─── Source document ───

I am 5 feet 8 inches of height. My measurements are ...
whatever you want them to be ... it fluctuates so much it's
hard for me to keep track ... besides that's boring. I am
not the young filly, nor the filly which once enjoyed a
youthful physique. There are some serious mid-life stuff
that takes over your body controls ... and that takes a
little to get use to. I am indian. I have dark-brown eyes
... and I love to wear tinted contact lenses. I think that
tinted contact lenses "alone" can dramatically change your
personality and the way you see yourself. My hair color
is normally black. However, I wear my hair in many colors
... I am always experimenting. These days , keeping control
over my white-gray hair has become a never ending task.
I wear wigs ... a lot! My voice is neither typically male
or female. Many say that I speak with an Indian dialect/accent.
I am Aquarius with forty nine years worth of wear and tear.
To this day, I still wonder why I do what I do. If,
a forty nine year old man with male genitalia intact, with
no female boosting hormones consumed, can play sexy, sensual
woman ... then the world must be mad! This only means you
too can play... pretend. My disclaimer should read ... "He
is not a female, he is not a woman ... He is a male, who loves
to make others believe that he's a woman ... he is ... a female
illusionist". When taking photographs, feminine comportment,
body positioning, facial angles and attitude are key making
a photograph convincingly female. You will never see on this
website photographic rejects ... the ones that don't pass
the test. When you put only your best female looking photographs
together, ones imagination can take over the reigns and begin
filling in other pertinent feminine "answers" that are needed
to fulfill the female illusion. You won't know me in the real
world ... but on the Internet you are a player of my "manipulated"
world. There are far more attractive, more serious and more
convincing transgendered persons than I ... who have made
it their lifestyle to be one sex of the other. I am not one
of those people. I have no desire to change my sex ... but
I love to fantasize about that process. I don't have female
breasts, but I have male breasts that when manipulated properly
are convincingly female. I am an excellent make-up artist
and transformer. I love the fact that I can still grow a beard,
and be grandpa. And, I love that I can shave it all off and
transform into the lovely Sunita, someone sensual, feminine
and appealing. I am a highly erotic person who melts in the
presents of femininity and enjoy transforming his body attitude
as such from time to time.
As, a young child I was always teased because of my naturally
curly hair ... an asset these days, but a
detriment growing up male in the 50's. Who was this child that neither
fit in ... I always felt I was an outsider. And, believe me
... even though the adults were always kind ... my cousins
spoke the adults' truth. "Curly haired boy ... you should
be a girl " ... As a child, I never liked nor loved myself
... I just didn't fit in anywhere. It was an ongoing fantasy
of mine, to be someone who was acceptable ... anyone other
than me! There was a time when makeup specifically manufactured
for ethnic women, did not exist in the India. I knew for a
very long time that I wanted makeup and I wanted to play with
it ... it was during the Festival season when a young male
child could get his hands on makeup ... and it was okay! So,
makeup became my fantasy arsenal. The was your basic, lipstick
red, your clown white, your under eye sports black, eye shadow
blue and Martian green, just the colors I needed for transformation.

─── Supplied material ───

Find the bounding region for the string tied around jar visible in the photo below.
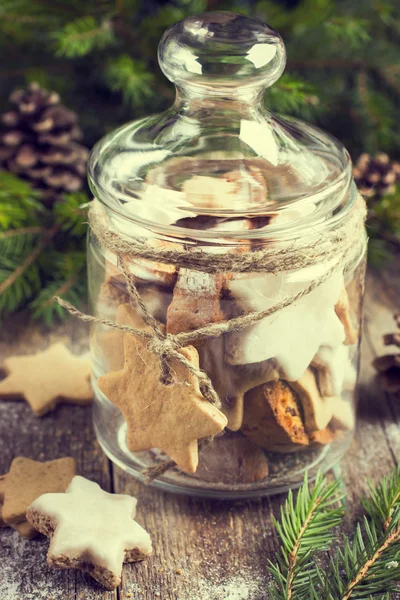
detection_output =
[55,195,366,481]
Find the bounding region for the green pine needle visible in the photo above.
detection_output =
[53,17,115,58]
[0,173,88,324]
[268,474,343,600]
[105,55,154,105]
[268,467,400,600]
[0,171,44,231]
[53,192,88,238]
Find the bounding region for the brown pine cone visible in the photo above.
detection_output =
[0,83,88,203]
[353,152,400,197]
[372,313,400,393]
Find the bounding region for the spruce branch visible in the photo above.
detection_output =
[268,467,400,600]
[105,55,154,105]
[53,16,115,58]
[0,224,59,296]
[268,474,343,600]
[318,467,400,600]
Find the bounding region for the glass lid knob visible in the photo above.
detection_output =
[158,11,286,94]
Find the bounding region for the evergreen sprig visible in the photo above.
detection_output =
[269,474,343,600]
[268,467,400,600]
[0,0,400,158]
[54,17,115,58]
[0,172,88,324]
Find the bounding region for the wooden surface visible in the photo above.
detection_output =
[0,270,400,600]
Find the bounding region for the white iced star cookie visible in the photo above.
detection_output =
[27,476,151,590]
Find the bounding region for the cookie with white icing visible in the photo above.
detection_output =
[27,476,152,590]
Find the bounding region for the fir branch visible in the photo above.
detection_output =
[268,474,343,600]
[105,55,154,105]
[318,467,400,600]
[53,16,115,58]
[29,269,86,325]
[53,192,89,238]
[0,226,46,239]
[0,225,59,296]
[362,466,400,532]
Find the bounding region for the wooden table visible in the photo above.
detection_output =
[0,269,400,600]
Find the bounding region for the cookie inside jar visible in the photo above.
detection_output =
[87,156,364,495]
[88,12,366,498]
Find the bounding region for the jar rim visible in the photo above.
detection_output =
[88,165,358,245]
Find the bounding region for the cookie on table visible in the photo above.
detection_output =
[0,343,93,416]
[0,456,76,539]
[27,476,152,590]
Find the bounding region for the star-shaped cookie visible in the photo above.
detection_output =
[27,476,151,590]
[0,456,76,538]
[0,343,93,416]
[98,335,227,473]
[199,337,279,431]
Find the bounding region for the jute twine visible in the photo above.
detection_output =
[56,196,366,481]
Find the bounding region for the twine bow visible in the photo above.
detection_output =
[56,196,366,481]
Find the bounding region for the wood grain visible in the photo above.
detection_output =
[0,270,400,600]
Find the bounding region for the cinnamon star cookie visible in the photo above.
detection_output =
[98,335,227,473]
[0,456,76,538]
[27,476,151,590]
[0,343,93,416]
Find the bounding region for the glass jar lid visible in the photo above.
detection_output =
[89,12,352,237]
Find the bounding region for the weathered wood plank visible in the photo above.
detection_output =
[0,321,116,600]
[114,275,395,600]
[0,273,400,600]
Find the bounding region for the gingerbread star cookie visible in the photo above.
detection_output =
[0,343,93,416]
[27,476,152,590]
[98,335,227,473]
[241,380,310,452]
[0,456,76,538]
[101,303,165,371]
[199,337,279,431]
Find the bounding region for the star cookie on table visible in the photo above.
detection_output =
[0,456,76,538]
[98,335,227,473]
[27,476,151,590]
[0,343,93,416]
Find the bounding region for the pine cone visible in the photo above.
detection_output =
[0,83,88,203]
[353,152,400,197]
[372,313,400,393]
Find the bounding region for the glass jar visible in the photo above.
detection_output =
[88,12,366,498]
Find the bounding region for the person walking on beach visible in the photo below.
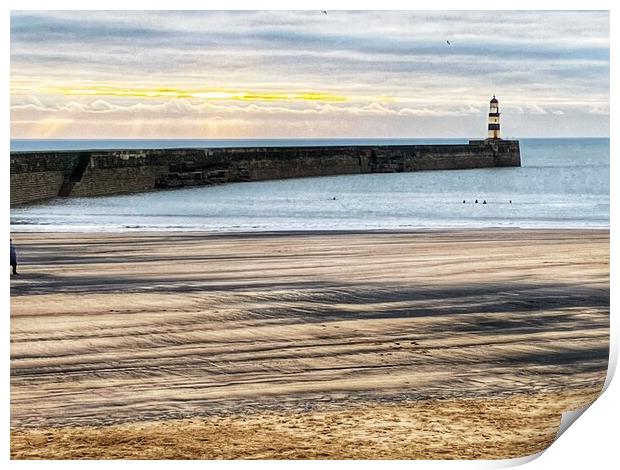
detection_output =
[10,239,17,276]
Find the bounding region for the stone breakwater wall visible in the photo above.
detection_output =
[11,140,521,205]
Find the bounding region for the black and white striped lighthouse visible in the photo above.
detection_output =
[488,95,500,139]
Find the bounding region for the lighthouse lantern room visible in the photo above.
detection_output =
[488,95,500,139]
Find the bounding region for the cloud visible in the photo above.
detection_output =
[11,11,609,135]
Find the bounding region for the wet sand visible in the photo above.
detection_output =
[11,230,609,458]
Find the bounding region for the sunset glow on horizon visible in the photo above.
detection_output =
[11,11,609,138]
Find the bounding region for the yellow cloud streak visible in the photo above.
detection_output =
[41,85,347,102]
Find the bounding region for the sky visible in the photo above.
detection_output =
[10,10,609,139]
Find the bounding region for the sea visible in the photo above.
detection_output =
[11,138,610,232]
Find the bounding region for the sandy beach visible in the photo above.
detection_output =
[11,229,609,459]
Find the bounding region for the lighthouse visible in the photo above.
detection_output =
[488,95,500,139]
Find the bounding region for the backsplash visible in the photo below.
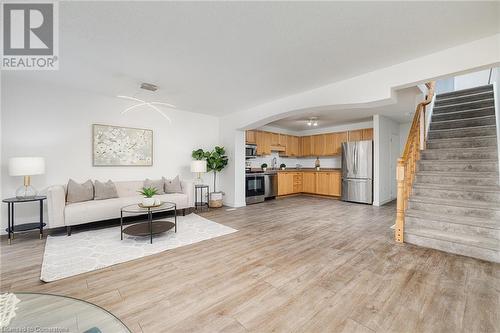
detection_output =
[247,152,342,168]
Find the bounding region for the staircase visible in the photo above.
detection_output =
[404,85,500,262]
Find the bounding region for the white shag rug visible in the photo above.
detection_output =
[40,214,238,282]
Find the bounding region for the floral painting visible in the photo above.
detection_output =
[92,125,153,166]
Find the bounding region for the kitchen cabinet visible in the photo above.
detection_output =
[302,172,316,193]
[300,136,313,157]
[278,172,295,195]
[333,132,347,155]
[245,131,256,144]
[255,131,271,156]
[362,128,373,140]
[312,134,326,156]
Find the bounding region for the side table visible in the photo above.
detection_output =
[2,195,47,244]
[194,184,210,211]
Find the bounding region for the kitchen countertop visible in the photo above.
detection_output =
[247,168,342,174]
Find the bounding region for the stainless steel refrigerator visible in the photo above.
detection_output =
[342,141,373,204]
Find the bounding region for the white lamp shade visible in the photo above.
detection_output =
[9,157,45,176]
[191,160,207,172]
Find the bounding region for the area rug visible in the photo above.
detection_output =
[40,214,237,282]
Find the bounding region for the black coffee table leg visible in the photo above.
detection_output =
[40,200,43,239]
[148,209,153,244]
[7,202,12,245]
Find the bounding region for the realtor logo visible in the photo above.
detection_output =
[1,2,58,70]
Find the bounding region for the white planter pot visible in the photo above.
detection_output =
[142,198,156,207]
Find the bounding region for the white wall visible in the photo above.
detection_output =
[221,34,500,205]
[373,115,401,206]
[1,80,219,230]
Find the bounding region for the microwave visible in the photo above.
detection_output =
[245,145,257,158]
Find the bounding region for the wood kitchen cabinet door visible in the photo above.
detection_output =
[316,172,331,195]
[323,133,335,156]
[302,136,313,156]
[302,172,316,193]
[362,128,373,140]
[312,134,325,156]
[329,171,342,197]
[246,130,255,144]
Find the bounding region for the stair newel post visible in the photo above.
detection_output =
[394,158,406,243]
[419,105,425,150]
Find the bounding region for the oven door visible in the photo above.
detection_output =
[245,175,265,203]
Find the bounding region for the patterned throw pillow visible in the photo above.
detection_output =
[94,180,118,200]
[66,179,94,203]
[163,176,182,193]
[144,178,165,194]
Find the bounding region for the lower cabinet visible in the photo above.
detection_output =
[278,171,342,197]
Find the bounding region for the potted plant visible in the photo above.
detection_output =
[138,187,158,207]
[191,146,229,208]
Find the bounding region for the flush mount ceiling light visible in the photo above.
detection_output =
[306,117,318,126]
[116,83,175,123]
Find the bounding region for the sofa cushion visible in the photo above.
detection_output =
[66,179,94,203]
[64,193,189,226]
[94,180,118,200]
[164,176,182,193]
[144,178,165,194]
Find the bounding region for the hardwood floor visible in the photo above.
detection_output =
[0,196,500,332]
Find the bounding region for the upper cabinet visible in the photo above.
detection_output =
[246,128,373,157]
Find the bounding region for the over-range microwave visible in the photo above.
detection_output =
[245,145,257,158]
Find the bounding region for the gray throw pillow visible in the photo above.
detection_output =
[94,180,118,200]
[144,178,165,194]
[66,179,94,203]
[163,176,182,193]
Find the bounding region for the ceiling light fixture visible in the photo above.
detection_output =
[116,83,175,123]
[306,117,318,127]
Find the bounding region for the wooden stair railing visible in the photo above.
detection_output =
[394,82,436,243]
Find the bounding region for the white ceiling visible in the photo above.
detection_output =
[267,87,423,131]
[3,1,500,115]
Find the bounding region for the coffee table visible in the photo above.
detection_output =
[120,202,177,244]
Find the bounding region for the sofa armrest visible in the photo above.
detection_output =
[47,185,66,228]
[181,180,194,207]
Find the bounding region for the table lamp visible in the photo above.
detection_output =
[9,157,45,199]
[191,160,207,184]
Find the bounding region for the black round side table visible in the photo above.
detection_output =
[2,195,47,244]
[194,184,210,211]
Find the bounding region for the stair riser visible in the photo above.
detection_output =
[432,99,495,114]
[427,137,497,149]
[409,199,500,221]
[417,160,498,172]
[413,187,500,202]
[436,85,493,99]
[405,216,500,240]
[404,233,500,263]
[415,173,498,186]
[430,116,496,131]
[432,108,495,121]
[429,126,497,140]
[434,91,493,106]
[420,149,498,160]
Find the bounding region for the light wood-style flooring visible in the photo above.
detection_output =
[0,196,500,333]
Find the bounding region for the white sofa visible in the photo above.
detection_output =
[47,181,194,235]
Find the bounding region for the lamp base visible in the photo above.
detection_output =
[16,185,38,199]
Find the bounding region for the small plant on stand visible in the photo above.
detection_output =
[138,187,159,207]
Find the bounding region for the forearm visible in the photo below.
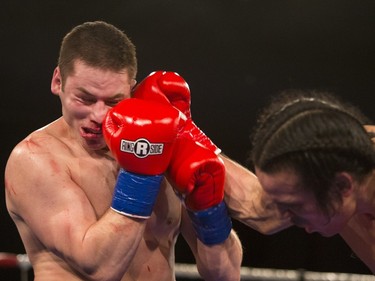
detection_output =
[197,230,242,281]
[220,155,291,234]
[64,210,146,280]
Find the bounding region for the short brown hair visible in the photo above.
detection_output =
[58,21,137,83]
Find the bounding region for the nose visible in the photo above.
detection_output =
[92,101,110,124]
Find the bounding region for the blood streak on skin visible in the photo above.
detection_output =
[5,180,17,195]
[49,159,60,174]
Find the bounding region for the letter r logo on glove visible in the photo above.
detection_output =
[120,138,164,158]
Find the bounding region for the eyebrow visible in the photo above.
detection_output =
[77,87,125,100]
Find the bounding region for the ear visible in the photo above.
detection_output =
[130,79,137,89]
[51,66,62,96]
[334,172,354,197]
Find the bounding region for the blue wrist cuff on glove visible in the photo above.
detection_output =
[188,201,232,245]
[111,169,163,218]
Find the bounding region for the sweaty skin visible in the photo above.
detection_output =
[256,126,375,273]
[5,61,242,281]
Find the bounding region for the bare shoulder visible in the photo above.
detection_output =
[5,119,69,211]
[6,119,68,173]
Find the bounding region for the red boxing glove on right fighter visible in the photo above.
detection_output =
[103,98,184,218]
[133,71,232,245]
[133,71,221,155]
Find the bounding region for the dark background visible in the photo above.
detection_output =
[0,0,375,281]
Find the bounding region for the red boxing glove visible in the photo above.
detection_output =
[103,98,182,175]
[168,137,225,211]
[103,99,184,218]
[167,137,232,245]
[133,71,221,155]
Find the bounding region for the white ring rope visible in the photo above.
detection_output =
[0,252,375,281]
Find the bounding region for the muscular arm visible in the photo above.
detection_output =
[220,155,292,234]
[181,208,242,281]
[5,139,145,280]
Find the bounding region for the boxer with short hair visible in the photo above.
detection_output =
[5,21,247,281]
[250,90,375,273]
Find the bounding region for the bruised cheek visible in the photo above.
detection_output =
[63,101,91,123]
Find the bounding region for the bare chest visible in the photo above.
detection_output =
[72,155,181,236]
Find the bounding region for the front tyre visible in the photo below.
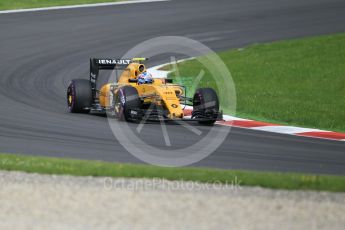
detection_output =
[67,79,92,113]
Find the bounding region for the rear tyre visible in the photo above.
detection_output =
[114,86,141,121]
[67,79,92,113]
[192,88,219,125]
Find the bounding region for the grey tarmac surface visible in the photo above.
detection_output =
[0,0,345,174]
[0,171,345,230]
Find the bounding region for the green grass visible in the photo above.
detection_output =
[170,34,345,132]
[0,154,345,192]
[0,0,119,10]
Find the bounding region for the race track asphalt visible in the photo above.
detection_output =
[0,0,345,174]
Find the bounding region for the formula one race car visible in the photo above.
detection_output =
[67,58,222,125]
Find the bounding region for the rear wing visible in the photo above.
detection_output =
[90,58,148,98]
[90,58,132,87]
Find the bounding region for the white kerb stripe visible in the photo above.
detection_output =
[251,126,321,134]
[0,0,170,14]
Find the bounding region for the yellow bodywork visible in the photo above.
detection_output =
[99,63,184,119]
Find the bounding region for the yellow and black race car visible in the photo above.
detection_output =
[67,58,222,125]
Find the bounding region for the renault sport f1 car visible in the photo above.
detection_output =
[67,58,222,125]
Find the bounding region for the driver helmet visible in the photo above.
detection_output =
[138,71,153,85]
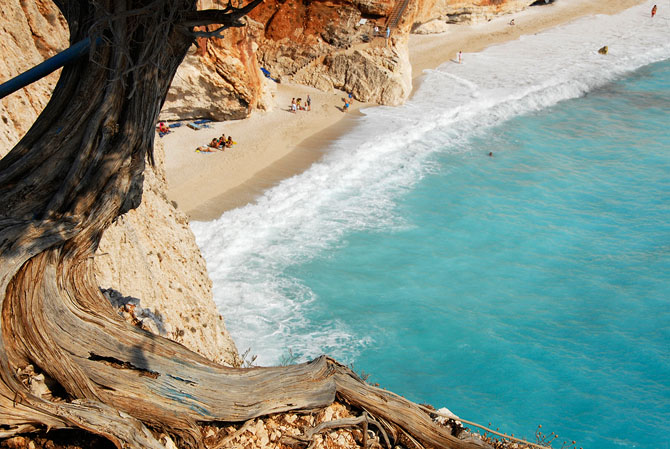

───

**Given problem 1**
In the self-description by the female illusionist, what height does the writer give?
**Given problem 2**
Please carry on the female illusionist's self-description from its last sentence.

**Task output 1**
5 feet 8 inches.

**Task output 2**
For, my hair I used some synthetic rope that was trashing
... it looked like "real " hair on its frayed ends, so I transformed
this rope into two, long ponytail like braids. Wow! So at
nine years of age, was the beginning of my man life transformations.
I never wanted to be a little girl ... I wanted to be a sweet
smelling, well dressed, well mannered, beautiful white woman.
You see, my vision, my sense of "real " beauty was shaped
by what was consistently reinforced on the television screen,
movies and visual print media. Ethnic beauty had not yet been
discovered by.
I
NEVER WANTED TO BE A REAL WOMAN, I JUST WANTED TO PRETEND
TO BE THE PERFECT LADY, THOUGH UNDERNEATH THE MAKE UP AND
THE ILLUSION WAS ME ... THIS GUY !
I was fascinated
with the thought of being the perfect female illusionist.
I always wondered what it would be like to have real healthy
bouncing breasts. I wanted great big breasts with cleavage.
I wanted perky medium sized breasts with great little nipples.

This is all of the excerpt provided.